YOUR INSTRUCTIONS: Rescale the entries from the first line through the line holding "[335,95,378,188]", inclusive, and rewrite them in full, requests included. Multiply every bounding-box coordinate by 0.25 and round to whole numbers, with halves rounded up.

PROVIDED ENTRIES:
◆ ◆ ◆ ◆ ◆
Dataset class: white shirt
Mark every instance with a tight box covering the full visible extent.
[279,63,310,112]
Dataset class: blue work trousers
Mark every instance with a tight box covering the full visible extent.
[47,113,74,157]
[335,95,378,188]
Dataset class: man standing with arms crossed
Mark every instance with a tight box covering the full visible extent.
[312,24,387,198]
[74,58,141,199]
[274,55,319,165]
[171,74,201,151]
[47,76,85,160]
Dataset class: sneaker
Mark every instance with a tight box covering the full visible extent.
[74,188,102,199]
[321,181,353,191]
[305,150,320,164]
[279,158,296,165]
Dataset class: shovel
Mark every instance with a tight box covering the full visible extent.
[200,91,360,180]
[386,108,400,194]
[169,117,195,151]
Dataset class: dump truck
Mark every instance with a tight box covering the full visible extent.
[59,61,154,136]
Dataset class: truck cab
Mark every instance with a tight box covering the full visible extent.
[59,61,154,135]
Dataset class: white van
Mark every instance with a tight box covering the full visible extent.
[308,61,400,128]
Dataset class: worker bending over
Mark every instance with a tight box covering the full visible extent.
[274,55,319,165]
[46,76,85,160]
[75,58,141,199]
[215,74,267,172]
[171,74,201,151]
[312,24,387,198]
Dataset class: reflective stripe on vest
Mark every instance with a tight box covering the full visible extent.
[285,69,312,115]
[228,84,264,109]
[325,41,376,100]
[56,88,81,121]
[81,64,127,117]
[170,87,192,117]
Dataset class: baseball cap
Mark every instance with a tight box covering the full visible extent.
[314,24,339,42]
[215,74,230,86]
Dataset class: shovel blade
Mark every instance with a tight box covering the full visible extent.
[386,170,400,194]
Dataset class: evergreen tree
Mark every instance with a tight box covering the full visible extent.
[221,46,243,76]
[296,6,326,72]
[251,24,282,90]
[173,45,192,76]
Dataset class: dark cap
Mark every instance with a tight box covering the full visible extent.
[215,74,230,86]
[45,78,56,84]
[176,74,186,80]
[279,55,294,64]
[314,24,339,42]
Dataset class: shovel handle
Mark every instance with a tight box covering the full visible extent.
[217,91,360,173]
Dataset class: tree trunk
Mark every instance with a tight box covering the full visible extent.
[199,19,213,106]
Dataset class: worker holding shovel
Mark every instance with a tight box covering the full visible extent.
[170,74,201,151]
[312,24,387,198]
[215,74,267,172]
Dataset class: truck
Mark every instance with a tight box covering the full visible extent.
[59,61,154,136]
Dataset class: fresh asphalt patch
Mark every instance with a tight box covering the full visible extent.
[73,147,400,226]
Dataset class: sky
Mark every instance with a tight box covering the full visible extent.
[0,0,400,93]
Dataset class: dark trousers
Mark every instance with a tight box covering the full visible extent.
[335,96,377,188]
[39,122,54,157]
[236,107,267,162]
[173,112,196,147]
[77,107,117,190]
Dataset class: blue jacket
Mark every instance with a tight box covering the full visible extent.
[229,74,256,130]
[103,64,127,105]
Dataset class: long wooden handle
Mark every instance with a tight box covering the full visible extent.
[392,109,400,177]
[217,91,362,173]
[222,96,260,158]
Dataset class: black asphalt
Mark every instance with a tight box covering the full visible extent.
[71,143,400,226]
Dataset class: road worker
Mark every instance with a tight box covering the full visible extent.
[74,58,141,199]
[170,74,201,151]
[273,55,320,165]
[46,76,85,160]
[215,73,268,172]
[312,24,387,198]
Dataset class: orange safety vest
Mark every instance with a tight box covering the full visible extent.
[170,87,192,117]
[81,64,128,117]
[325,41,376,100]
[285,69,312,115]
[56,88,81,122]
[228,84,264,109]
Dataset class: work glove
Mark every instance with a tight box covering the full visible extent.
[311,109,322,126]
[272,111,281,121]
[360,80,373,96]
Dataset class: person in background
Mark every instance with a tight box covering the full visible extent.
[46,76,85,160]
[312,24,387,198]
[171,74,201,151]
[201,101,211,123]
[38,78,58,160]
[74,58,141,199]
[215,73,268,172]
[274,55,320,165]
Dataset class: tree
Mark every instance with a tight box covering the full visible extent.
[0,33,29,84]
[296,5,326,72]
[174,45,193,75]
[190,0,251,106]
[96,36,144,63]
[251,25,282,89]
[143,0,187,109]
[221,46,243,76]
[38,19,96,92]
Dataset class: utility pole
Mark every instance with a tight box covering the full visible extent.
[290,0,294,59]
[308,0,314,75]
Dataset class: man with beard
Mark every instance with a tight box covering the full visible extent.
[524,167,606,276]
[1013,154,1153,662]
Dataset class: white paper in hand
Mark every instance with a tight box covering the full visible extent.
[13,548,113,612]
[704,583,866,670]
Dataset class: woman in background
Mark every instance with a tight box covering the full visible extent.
◆ ◆ ◆ ◆ ◆
EXERCISE RESULT:
Dataset class: white shirt
Mark every instance with a tight box covering the full visible extent.
[70,16,78,28]
Dataset class: blue work trousers
Mark every instance with a tight box covering the full visible extent.
[12,28,19,39]
[84,24,95,47]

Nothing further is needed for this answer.